Thanks for the replies Ryan and Amogh,

Time travel relies on history which captures all the changes on the main
> table state.

Just to make this explicit "history" here to the "snapshot-log" in the spec?

We decided the first option is easier to understand and is what people
> expect. That way if you're debugging an old job, you get the same version
> it would have read, even if there are later changes like fast-forwarding
> the current state to a staged snapshot after validating it, or rolling back.

Makes sense, thanks for the context.

For “I assume in this case users need to query the underlying Iceberg
> metadata to determine a snapshot of interest)?” just curious how were you
> planning on doing this (bearing in mind time travel relies on history)?

Originally, I was thinking of time-travel as the second option that Ryan
mentioned, in which case it seemed like a metadata only operation.  Given
how time-travel is currently defined, this still seems doable but less
efficient by using the "metadata-log" and opening historic files but
probably not worth the effort.

Do you think it pays to add a note for implementers in the specification
that the "snapshot-log" (assuming I got the correct field) is what is used
in reference implementations for time-travel (apologies if this is already
covered and I missed it)?

Thanks,
Micah





On Tue, Apr 25, 2023 at 4:33 PM Ryan Blue <b...@tabular.io> wrote:

> Everything Amogh said is correct, but I can give a bit more context.
>
> There are two options for the behavior of time travel by timestamp. First,
> you can read the state of the table that you _would have read_ if you ran
> the query at that time. Second, you could read the ancestor of the current
> state that was "current" at that time.
>
> We decided the first option is easier to understand and is what people
> expect. That way if you're debugging an old job, you get the same version
> it would have read, even if there are later changes like fast-forwarding
> the current state to a staged snapshot after validating it, or rolling back.

Work instructions:
1. In the email thread on Iceberg time travel, which option for time travel by timestamp was chosen, and for what stated reason?
2. Carry on the email thread on Iceberg time travel from the point where it stops.

(Lines of data)

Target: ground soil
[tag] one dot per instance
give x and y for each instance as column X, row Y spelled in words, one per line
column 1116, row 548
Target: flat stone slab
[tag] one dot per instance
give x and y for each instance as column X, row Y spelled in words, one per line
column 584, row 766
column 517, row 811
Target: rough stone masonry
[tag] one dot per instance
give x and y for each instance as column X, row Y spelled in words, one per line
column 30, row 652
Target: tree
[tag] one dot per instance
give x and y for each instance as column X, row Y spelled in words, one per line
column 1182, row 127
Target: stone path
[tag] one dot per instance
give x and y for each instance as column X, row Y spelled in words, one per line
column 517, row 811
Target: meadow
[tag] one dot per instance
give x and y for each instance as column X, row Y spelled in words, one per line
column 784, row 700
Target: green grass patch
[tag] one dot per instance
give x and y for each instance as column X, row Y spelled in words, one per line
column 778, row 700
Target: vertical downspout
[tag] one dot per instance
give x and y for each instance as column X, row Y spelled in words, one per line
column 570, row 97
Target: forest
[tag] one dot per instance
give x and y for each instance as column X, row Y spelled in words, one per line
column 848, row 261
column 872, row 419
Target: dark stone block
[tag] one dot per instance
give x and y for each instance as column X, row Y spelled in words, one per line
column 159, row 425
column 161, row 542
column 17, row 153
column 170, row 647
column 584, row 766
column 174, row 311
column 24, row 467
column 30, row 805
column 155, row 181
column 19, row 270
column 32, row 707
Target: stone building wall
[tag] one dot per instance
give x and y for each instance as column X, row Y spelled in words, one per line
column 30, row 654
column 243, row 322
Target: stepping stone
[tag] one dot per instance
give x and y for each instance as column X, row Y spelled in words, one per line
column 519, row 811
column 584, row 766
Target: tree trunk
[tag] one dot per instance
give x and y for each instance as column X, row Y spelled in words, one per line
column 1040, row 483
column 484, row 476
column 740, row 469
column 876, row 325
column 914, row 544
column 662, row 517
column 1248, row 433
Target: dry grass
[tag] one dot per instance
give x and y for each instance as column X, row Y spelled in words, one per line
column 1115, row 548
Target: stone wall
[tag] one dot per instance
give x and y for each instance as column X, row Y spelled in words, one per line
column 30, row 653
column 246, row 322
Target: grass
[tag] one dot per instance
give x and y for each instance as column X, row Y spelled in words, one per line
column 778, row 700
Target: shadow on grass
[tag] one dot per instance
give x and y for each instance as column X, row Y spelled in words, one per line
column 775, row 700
* * *
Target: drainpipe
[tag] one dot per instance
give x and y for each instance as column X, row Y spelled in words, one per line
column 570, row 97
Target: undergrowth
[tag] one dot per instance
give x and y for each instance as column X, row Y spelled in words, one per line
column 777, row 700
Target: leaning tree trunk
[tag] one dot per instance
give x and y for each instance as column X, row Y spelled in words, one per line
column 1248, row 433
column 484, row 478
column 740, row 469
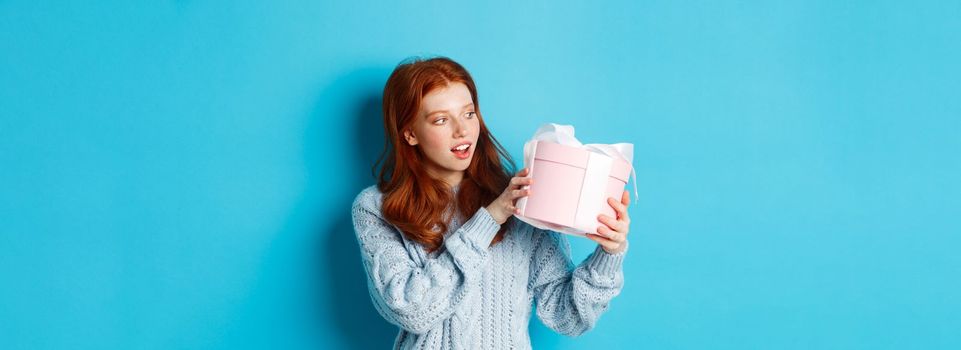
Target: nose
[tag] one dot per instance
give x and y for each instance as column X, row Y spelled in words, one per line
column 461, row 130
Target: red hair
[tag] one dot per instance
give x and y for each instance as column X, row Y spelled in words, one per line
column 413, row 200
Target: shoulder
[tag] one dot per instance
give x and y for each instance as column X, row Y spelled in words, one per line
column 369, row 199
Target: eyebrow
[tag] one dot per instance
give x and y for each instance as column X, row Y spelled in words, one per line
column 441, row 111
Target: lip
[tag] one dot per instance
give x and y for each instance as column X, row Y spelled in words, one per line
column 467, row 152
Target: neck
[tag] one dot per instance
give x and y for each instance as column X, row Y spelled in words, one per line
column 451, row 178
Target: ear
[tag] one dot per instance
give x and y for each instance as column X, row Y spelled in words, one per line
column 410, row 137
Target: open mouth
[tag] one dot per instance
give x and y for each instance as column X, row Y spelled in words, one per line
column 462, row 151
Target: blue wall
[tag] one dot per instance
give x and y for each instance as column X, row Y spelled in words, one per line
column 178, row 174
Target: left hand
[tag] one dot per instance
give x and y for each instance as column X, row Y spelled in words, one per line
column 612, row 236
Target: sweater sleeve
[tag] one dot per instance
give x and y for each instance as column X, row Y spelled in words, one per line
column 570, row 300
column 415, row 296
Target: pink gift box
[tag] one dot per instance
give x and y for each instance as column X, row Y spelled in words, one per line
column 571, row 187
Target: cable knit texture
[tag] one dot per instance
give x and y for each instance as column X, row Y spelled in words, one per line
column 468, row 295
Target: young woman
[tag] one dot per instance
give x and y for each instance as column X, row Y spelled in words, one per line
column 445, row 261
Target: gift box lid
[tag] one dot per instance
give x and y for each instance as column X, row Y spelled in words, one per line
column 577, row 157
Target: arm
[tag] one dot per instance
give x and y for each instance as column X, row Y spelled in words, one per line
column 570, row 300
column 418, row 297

Outputs in order:
1. The first option was chosen: reading the table state that you would have read if you ran the query at that time, because it is easier to understand and is what people expect.

2.
>
> Ryan
>
> On Tue, Apr 25, 2023 at 3:35 PM Jahagirdar, Amogh
> <jaham...@amazon.com.invalid> wrote:
>
>> Hi Micah,
>>
>>
>>
>> Your understanding is right, as of today there is no mechanism for
>> performing time travel on branch. Time travel relies on history which
>> captures all the changes on the main table state. At present there is no
>> history metadata for branches (we can’t use snapshot lineages), for more
>> details checkout this PR comment.
>> <https://github.com/apache/iceberg/pull/5364#issuecomment-1227902420>
>>
>> For “I assume in this case users need to query the underlying Iceberg
>> metadata to determine a snapshot of interest)?” just curious how were you
>> planning on doing this (bearing in mind time travel relies on history)?
>>
>>
>>
>> Thanks,
>>
>>
>>
>> Amogh Jahagirdar
>>
>>
>>
>> *From: *Micah Kornfield <emkornfi...@gmail.com>
>> *Reply-To: *"dev@iceberg.apache.org" <dev@iceberg.apache.org>
>> *Date: *Tuesday, April 25, 2023 at 3:09 PM
>> *To: *Iceberg Dev List <dev@iceberg.apache.org>
>> *Subject: *[EXTERNAL] SQL Syntax for Time Travel on a Branch?
>>
>>
>>
>> *CAUTION*: This email originated from outside of the organization. Do
>> not click links or open attachments unless you can confirm the sender and
>> know the content is safe.
>>
>>
>>
>> Looking through the documents for Spark SQL syntax [1], it appears that
>> Iceberg supports reading a branch at the latest version or time-travel on
>> the main table, but I didn't see any queries that compose the two.
>>
>>
>>
>> Is my understanding correct that there isn't existing SQL for time travel
>> on a specific branch (I assume in this case users need to query the
>> underlying Iceberg metadata to determine a snapshot of interest)?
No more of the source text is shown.